---------- Document passage

Iran Times

BELGIUM: Caves in completely to threats

July 29, 2022

ASSADI. . . awaits exchange
ASSADI. . . awaits exchange

The government of Belgium has submitted to Parliament a bill that would require Belgium to exchange prisoners with Iran.  The proposal stirred up a fury in Belgium because it would require Belgium to send back to Iran an Iranian diplomat, Asadollah Asadi, 50, who was just recently convicted of plotting a terrorist bombing and sentenced to 20 years in prison.

After much heated debate, centering on whether Belgium was caving to Iranian blackmail, Parliament approved the treaty with Iran on a 79-41 vote with 11 abstentions.

The Iranian coercion became clear just days before the vote when a Belgian family revealed that Olivier Vandecasteele, 41, a Belgian aid worker, had been arrested in February on charges of espionage.  The Belgian government signed the prisoner exchange agreement with Iran March 11, but did not tell Parliament about Vandecasteele until after his family revealed his imprisonment.

--------------------
---------- Dataset content

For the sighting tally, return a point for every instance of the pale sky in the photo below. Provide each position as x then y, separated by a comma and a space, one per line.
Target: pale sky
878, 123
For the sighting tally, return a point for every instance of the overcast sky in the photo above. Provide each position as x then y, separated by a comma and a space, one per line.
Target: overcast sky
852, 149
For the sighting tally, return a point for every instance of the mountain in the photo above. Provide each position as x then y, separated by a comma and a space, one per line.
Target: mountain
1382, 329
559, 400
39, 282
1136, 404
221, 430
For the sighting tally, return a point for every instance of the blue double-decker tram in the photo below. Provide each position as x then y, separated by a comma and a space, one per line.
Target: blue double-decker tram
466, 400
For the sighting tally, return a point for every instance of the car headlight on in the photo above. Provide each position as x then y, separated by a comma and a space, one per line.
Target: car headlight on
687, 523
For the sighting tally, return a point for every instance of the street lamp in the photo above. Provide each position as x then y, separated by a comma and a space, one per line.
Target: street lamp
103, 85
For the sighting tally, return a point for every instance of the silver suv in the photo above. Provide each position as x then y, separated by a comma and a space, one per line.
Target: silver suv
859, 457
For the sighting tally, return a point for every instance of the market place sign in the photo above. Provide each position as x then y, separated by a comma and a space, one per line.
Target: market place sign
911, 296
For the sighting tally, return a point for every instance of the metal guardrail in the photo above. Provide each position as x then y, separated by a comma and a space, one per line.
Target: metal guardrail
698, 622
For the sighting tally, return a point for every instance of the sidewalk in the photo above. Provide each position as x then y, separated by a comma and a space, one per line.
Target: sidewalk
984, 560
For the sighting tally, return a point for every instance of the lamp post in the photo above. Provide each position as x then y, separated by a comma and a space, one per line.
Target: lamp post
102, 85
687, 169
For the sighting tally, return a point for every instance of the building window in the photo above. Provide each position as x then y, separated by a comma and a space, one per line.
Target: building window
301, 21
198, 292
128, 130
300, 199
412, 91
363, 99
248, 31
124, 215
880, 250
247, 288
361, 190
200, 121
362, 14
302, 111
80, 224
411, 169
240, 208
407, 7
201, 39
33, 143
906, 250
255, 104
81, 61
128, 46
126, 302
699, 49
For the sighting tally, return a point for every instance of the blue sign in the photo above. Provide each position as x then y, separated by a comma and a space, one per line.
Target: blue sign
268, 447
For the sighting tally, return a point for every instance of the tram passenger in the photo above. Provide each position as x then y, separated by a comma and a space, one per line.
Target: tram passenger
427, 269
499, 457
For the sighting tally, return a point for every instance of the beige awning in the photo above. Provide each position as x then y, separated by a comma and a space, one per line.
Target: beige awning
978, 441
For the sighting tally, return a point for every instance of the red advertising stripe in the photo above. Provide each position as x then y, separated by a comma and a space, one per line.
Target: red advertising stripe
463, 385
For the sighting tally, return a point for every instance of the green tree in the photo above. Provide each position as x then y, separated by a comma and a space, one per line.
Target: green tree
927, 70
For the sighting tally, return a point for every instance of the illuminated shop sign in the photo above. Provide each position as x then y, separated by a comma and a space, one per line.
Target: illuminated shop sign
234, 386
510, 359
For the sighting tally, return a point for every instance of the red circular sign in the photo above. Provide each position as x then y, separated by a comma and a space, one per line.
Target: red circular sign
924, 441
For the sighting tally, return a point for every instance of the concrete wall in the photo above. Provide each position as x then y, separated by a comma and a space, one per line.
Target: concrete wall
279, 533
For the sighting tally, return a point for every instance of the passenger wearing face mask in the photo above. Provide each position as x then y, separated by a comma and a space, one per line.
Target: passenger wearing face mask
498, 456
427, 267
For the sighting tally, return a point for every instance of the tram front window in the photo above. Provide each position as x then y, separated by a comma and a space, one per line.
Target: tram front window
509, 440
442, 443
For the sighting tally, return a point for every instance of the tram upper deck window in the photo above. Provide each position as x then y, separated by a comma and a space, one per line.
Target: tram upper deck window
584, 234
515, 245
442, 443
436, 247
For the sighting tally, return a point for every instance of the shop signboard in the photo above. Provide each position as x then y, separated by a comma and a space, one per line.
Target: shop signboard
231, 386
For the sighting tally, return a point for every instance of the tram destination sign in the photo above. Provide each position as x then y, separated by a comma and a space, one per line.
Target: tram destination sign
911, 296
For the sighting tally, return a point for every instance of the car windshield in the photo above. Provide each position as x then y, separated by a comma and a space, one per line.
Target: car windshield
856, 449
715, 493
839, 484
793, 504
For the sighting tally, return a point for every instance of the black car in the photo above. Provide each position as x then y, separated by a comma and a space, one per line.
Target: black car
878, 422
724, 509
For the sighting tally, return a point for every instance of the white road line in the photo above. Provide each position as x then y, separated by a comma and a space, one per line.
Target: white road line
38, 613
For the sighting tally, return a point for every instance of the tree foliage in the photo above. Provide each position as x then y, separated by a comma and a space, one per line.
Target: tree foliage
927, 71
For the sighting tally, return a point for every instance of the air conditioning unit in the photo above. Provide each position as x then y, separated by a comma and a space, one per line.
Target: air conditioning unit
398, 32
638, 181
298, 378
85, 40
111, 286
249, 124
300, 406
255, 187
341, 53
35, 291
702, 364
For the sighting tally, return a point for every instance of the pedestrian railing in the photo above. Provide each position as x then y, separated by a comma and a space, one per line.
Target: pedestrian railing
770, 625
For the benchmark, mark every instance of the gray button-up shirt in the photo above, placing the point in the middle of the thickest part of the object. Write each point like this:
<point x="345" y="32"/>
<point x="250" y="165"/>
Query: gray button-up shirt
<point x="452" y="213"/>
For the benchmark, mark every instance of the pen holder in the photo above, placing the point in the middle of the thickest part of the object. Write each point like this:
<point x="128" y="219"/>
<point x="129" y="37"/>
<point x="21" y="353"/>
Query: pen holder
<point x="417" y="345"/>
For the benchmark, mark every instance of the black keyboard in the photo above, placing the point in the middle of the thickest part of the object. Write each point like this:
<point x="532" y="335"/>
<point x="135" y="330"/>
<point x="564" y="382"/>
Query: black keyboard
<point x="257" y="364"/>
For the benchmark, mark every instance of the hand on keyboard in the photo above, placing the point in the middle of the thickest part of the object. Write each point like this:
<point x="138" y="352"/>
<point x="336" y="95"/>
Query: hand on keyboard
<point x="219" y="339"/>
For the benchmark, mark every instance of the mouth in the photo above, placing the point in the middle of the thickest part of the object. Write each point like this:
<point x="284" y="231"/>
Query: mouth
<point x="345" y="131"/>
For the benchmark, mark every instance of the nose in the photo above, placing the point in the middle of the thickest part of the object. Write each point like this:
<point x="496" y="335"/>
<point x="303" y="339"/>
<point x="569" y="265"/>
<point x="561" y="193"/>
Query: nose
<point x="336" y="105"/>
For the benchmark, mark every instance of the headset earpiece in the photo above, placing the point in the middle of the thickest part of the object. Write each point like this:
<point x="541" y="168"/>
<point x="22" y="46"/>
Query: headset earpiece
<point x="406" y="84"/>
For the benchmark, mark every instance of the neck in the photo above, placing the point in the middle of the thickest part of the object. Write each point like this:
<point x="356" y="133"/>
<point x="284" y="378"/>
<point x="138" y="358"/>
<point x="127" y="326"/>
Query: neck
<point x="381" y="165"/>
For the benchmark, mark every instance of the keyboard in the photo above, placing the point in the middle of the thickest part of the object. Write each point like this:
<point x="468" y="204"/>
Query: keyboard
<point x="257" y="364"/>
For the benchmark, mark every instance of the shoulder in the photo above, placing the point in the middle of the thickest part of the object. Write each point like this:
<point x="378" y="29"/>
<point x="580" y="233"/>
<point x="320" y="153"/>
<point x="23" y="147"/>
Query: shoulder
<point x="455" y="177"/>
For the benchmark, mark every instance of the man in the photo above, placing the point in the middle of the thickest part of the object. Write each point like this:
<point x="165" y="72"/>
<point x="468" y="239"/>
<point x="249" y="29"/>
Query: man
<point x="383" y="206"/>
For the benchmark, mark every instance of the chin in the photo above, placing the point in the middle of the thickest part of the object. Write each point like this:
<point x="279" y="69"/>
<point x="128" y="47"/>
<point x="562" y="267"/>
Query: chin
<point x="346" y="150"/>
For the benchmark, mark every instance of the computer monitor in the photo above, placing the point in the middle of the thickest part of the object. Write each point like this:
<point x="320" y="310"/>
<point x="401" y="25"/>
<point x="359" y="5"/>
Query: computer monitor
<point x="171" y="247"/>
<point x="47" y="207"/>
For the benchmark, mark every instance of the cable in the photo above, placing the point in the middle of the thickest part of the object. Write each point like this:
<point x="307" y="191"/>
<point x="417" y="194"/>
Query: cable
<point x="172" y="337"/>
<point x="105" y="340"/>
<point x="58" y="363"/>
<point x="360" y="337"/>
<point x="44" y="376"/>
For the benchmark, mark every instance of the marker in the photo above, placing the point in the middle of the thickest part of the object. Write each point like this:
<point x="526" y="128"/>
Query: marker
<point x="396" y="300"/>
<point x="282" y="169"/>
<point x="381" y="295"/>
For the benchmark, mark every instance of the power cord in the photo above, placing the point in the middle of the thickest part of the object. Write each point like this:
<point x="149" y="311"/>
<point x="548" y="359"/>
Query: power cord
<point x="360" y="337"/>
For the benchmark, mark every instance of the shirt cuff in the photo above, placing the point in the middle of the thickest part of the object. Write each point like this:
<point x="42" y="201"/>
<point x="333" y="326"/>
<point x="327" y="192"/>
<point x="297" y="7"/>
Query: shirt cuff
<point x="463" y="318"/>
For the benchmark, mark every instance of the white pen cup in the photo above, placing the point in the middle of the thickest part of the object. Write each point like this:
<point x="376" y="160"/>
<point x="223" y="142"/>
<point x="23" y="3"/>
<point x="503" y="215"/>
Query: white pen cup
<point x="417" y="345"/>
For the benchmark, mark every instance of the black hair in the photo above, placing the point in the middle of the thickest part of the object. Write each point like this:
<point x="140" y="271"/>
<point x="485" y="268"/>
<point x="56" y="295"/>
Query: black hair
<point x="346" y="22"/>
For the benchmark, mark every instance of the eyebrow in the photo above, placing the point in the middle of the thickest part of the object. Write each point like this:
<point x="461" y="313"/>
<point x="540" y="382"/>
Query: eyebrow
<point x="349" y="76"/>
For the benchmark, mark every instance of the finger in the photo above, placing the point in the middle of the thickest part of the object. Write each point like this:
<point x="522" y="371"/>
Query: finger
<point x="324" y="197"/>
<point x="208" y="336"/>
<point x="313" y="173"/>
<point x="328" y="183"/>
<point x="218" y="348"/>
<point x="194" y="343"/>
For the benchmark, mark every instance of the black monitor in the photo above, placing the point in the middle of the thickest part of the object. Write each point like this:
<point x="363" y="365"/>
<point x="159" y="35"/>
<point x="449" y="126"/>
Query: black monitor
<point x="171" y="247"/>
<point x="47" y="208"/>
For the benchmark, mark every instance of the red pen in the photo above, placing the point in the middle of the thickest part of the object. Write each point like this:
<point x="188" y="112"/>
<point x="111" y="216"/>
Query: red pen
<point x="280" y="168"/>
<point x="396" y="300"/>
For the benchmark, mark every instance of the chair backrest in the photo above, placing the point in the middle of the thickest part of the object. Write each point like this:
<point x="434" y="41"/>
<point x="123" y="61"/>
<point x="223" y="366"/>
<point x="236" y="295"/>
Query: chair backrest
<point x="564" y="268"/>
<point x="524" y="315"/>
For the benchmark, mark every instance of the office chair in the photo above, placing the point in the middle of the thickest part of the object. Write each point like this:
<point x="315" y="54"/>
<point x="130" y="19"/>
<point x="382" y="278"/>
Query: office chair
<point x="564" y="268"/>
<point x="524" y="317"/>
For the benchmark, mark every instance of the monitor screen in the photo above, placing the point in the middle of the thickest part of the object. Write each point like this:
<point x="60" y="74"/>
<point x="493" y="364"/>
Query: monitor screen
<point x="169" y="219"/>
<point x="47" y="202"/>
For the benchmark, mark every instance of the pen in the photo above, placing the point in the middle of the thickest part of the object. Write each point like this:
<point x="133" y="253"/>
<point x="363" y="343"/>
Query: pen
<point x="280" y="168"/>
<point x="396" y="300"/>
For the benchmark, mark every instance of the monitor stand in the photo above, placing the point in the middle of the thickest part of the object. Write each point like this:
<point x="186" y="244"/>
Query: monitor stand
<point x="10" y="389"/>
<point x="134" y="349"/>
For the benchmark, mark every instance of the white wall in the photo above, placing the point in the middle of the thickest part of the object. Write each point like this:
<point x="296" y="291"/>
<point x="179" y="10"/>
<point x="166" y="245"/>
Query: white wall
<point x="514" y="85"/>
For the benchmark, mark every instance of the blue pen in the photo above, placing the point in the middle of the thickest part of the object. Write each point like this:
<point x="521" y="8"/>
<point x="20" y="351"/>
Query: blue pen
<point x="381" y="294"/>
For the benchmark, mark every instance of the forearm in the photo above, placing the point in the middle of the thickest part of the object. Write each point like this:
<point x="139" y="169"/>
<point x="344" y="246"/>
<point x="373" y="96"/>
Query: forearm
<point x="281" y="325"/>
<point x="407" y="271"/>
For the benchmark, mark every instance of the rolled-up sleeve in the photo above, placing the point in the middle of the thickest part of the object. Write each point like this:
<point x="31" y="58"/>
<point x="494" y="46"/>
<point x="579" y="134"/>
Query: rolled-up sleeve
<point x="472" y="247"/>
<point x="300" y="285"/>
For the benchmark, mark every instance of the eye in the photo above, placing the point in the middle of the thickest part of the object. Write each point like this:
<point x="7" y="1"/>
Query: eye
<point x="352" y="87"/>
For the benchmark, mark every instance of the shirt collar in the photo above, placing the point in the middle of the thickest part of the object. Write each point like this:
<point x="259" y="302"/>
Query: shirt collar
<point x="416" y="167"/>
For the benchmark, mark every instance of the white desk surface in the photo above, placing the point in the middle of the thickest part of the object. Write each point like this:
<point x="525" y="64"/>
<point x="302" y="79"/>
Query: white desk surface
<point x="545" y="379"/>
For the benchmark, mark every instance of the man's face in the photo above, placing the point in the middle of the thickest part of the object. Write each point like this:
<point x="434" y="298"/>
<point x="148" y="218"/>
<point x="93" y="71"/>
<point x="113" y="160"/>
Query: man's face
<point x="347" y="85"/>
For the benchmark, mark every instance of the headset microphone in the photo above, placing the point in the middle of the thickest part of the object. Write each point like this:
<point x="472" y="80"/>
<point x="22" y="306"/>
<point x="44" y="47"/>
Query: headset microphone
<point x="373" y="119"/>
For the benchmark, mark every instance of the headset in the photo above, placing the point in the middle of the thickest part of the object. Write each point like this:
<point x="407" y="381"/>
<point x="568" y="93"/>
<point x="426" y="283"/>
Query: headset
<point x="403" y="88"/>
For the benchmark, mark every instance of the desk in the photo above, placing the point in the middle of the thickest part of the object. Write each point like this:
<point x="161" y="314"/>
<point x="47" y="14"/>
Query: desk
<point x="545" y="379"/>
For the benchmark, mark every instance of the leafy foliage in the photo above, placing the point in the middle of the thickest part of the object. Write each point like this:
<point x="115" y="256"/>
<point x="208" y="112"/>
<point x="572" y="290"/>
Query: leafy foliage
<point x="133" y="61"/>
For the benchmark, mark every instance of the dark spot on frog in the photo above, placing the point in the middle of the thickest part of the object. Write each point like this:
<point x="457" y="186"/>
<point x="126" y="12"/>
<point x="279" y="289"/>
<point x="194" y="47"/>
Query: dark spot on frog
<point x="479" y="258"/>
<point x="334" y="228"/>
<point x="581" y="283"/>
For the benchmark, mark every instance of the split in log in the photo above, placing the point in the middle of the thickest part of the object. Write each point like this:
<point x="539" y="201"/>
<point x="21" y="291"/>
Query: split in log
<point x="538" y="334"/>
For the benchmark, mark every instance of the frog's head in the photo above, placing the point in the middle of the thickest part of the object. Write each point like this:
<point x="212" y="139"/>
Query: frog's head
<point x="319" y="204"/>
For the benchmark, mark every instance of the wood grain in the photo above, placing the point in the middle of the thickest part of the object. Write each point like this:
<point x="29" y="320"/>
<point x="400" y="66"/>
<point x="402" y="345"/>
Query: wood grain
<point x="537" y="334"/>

--------------------

▶ Work instructions:
- A) List every date or month named in the Iran Times article.
- B) Please duplicate a passage from the Iran Times article word for word. Begin at the words "July 29, 2022" and stop after "with 11 abstentions.".
These entries come from a source separate from the Iran Times article.

▶ Answer section:
- A) July 29, 2022; February; March 11

- B)
July 29, 2022

ASSADI. . . awaits exchange
ASSADI. . . awaits exchange

The government of Belgium has submitted to Parliament a bill that would require Belgium to exchange prisoners with Iran.  The proposal stirred up a fury in Belgium because it would require Belgium to send back to Iran an Iranian diplomat, Asadollah Asadi, 50, who was just recently convicted of plotting a terrorist bombing and sentenced to 20 years in prison.

After much heated debate, centering on whether Belgium was caving to Iranian blackmail, Parliament approved the treaty with Iran on a 79-41 vote with 11 abstentions.